WHAT TO DO: Working from the line that contains "Where can the tower" to the final line, transcribe each line exactly. No pictures belong in the copy.

begin SUPPLIED RECORDS

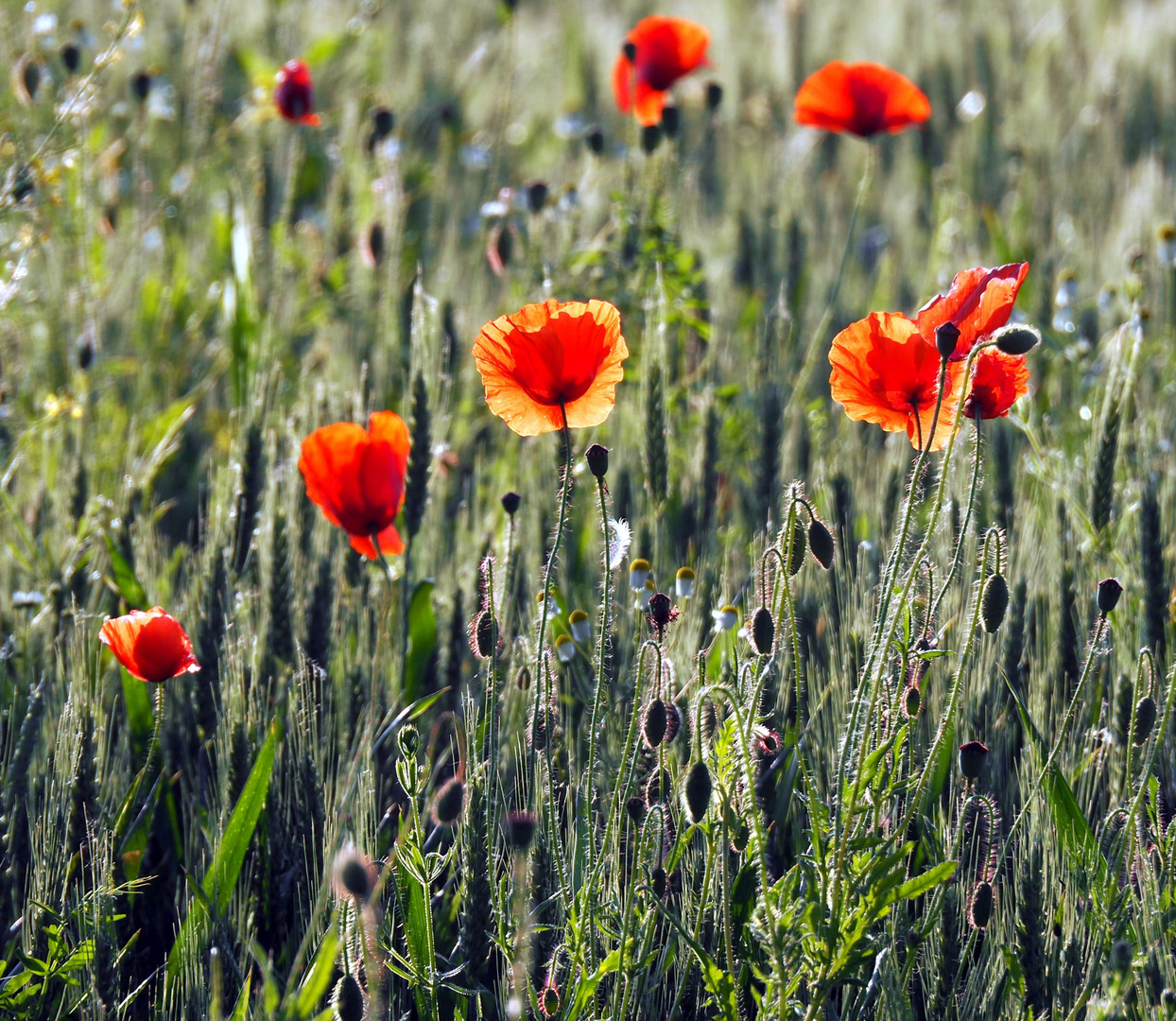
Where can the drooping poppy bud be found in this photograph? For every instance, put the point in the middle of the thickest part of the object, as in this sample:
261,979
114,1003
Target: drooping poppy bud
994,601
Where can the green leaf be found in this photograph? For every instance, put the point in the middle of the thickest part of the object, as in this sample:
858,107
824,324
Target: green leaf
130,587
423,638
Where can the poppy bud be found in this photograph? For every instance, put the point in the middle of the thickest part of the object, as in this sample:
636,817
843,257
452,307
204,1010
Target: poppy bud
536,197
448,801
994,601
597,460
140,85
347,1000
698,791
658,877
972,759
653,723
1016,338
71,57
670,120
947,334
979,905
519,828
796,560
1145,718
1109,591
821,543
763,631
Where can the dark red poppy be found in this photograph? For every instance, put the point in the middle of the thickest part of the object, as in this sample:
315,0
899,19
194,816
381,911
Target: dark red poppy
356,476
862,99
885,372
149,644
294,93
979,302
658,52
997,381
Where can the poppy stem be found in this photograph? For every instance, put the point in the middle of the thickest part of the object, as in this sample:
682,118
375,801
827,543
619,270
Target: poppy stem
816,342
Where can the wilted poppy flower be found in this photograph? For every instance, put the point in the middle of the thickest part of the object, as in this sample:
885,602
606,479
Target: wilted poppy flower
978,303
862,99
356,476
149,644
885,372
997,381
294,93
656,53
552,360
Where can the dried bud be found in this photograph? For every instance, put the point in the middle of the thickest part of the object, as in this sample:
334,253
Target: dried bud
994,601
448,801
821,543
763,631
1145,718
1016,338
653,723
698,791
1109,591
972,759
979,905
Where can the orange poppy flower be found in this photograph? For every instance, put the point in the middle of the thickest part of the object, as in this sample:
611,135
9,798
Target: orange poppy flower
997,381
859,97
979,302
658,52
356,476
549,361
885,372
150,645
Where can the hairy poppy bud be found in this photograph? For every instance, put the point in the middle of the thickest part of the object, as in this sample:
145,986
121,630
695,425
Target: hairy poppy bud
519,828
448,801
1016,338
947,334
347,1000
979,905
821,543
653,723
698,791
1109,591
763,631
1145,718
994,601
972,759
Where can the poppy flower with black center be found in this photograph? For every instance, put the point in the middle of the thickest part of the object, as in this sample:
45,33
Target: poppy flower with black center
294,93
356,476
552,365
656,53
149,644
863,99
978,303
998,381
885,372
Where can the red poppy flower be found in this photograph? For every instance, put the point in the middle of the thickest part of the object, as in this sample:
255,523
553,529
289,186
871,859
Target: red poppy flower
294,93
862,99
979,302
885,372
997,381
552,356
150,645
356,476
662,49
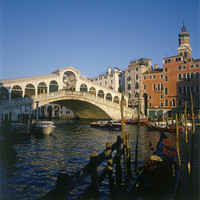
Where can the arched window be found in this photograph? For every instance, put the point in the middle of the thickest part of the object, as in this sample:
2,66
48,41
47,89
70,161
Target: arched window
83,87
109,96
197,75
166,91
30,90
136,86
192,75
42,88
16,92
166,102
116,99
53,86
4,95
180,102
172,102
101,93
129,78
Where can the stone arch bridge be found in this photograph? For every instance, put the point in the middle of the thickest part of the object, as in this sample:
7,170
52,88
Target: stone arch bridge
65,87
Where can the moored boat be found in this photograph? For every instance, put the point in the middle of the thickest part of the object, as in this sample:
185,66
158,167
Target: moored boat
19,130
135,121
43,127
160,175
110,124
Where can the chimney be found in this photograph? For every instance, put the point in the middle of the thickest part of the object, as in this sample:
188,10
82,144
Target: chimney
156,66
109,70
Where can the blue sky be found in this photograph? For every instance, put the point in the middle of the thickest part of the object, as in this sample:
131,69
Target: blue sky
41,36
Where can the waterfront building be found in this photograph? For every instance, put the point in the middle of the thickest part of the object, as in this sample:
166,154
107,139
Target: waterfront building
133,81
112,79
168,89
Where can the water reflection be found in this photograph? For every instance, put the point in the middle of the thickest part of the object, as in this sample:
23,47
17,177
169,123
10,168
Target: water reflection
29,167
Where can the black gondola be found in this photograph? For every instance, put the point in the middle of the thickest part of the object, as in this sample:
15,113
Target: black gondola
160,175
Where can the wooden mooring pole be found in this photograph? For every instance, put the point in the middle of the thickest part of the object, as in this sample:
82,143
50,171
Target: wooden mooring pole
177,141
186,139
124,141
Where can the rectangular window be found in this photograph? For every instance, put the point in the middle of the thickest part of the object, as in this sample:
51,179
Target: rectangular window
179,90
197,89
158,86
178,59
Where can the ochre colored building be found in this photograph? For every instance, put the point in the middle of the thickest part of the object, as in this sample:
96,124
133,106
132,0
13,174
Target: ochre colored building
168,88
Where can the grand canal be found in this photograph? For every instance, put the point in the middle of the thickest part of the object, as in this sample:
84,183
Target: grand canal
29,166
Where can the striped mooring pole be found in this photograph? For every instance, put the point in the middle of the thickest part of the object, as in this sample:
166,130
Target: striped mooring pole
37,114
1,112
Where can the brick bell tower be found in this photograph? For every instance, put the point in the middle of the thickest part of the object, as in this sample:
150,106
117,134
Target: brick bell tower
184,48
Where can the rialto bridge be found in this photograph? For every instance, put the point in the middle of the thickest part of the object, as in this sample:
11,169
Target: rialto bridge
65,87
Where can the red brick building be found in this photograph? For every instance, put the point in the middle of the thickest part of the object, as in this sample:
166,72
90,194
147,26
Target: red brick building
168,88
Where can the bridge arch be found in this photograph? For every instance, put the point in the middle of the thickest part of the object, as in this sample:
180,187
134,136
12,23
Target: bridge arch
83,87
16,92
4,94
42,88
53,86
109,96
93,91
116,99
84,109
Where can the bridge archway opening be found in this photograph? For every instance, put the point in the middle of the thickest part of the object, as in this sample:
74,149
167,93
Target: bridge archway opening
16,92
83,109
101,93
53,86
69,78
49,112
29,90
43,111
42,88
109,97
92,91
83,87
56,111
116,99
4,94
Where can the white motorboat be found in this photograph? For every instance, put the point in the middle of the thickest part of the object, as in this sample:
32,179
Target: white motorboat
43,127
110,124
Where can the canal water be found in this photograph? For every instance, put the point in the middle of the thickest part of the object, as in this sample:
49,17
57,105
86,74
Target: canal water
29,166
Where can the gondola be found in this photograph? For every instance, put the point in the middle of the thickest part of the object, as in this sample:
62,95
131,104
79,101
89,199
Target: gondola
160,175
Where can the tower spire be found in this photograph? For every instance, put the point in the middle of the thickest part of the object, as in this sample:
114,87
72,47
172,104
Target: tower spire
184,48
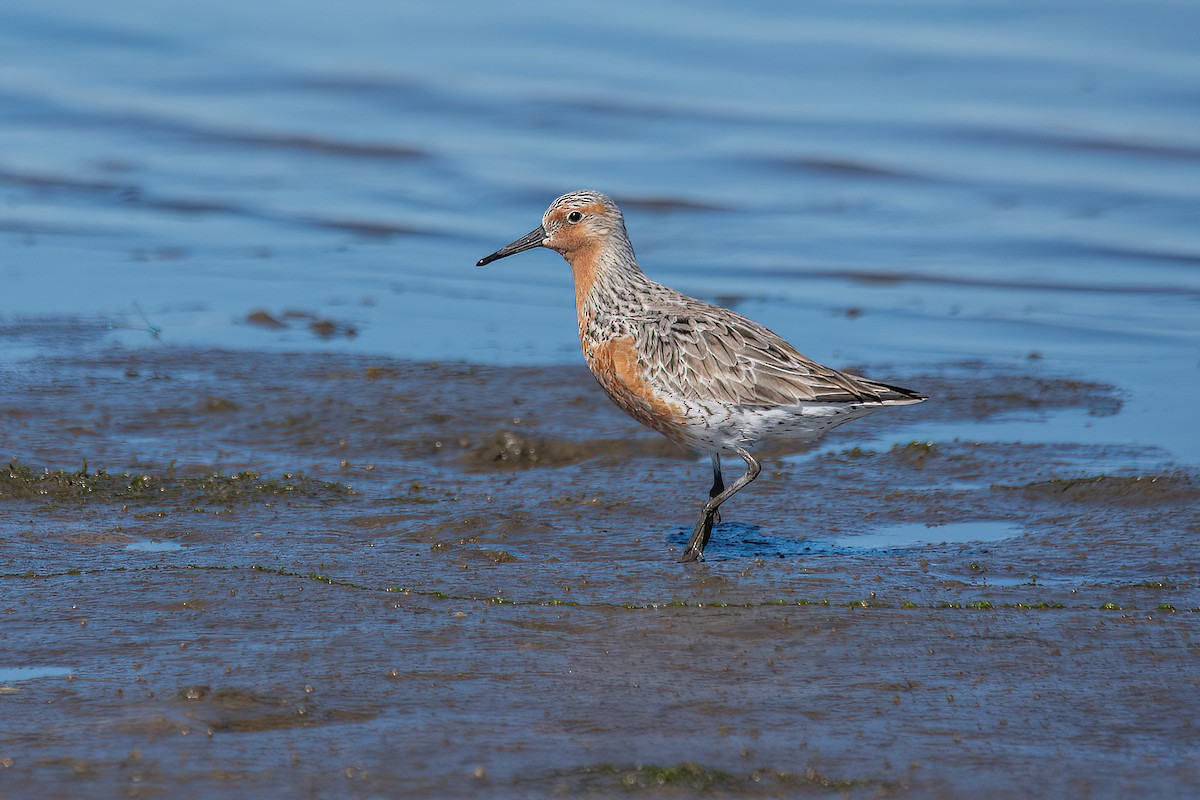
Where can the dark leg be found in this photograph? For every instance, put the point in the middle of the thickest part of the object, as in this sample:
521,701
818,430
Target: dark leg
703,528
718,483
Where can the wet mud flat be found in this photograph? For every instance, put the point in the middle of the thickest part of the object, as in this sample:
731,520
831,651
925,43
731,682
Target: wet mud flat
346,576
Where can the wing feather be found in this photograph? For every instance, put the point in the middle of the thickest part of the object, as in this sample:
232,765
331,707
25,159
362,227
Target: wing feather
705,353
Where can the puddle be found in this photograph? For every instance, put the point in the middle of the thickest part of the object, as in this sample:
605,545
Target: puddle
16,674
917,533
150,546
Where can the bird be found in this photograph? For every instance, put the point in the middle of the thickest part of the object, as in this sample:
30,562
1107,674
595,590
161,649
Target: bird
701,374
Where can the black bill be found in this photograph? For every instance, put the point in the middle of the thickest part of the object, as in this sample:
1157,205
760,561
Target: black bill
531,240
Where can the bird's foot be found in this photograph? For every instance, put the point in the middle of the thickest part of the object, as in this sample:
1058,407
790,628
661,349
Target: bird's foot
700,535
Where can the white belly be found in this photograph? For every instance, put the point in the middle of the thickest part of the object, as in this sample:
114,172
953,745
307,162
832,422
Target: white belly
719,427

end SUPPLIED RECORDS

FULL SOLUTION:
Where can the tower spire be found in this photograph? For every instance, put the point in the middle of the thickest part of the object, as in this sample:
114,87
72,47
172,104
Target: tower spire
184,48
Where can the dark leg be found in this photograph? For every instance, put the point in the middle of the thickest part of the object, as in this sample:
521,701
818,430
Target: dark leg
703,528
718,483
Where can the wet mud flat be found in this photograph? For every instance, put the point in the middle of the thickest part of the object, as in this sample:
731,520
831,651
925,43
731,682
Target: wet mud flat
346,576
Where can the wing feather be found in this photograph? For every instance, put the point in the middle of the thickest part of the object, as in this sample:
232,765
331,707
25,159
362,227
Target: wing feather
705,353
Where can the puddle be found in this photograph? For every instance, put the point in the middle of the thickest part of the object, as in this sample:
605,545
Target: puddle
16,674
917,533
150,546
Where can the bird be found in this photograph? For every instance, put the point in the middle of the thickest part of the object, as in this sample:
30,562
1107,674
595,590
161,649
Target: bird
701,374
Where can the black bill be found in this photograph? For every instance, put the point in the middle of the thickest part of the object, as in this sample:
1157,205
760,561
Target: black bill
531,240
Where can the bird's foot be found in this photograph? For every instance, put the point in the middle of the thickest part of the object, as in this sample:
1058,407
790,628
661,349
Target: bird's foot
700,535
Where can the white belly be found in this photograph? For every instance, put the point in the middle of the thickest part of the object, as in this sample:
114,172
953,745
307,162
832,422
Target: white belly
719,427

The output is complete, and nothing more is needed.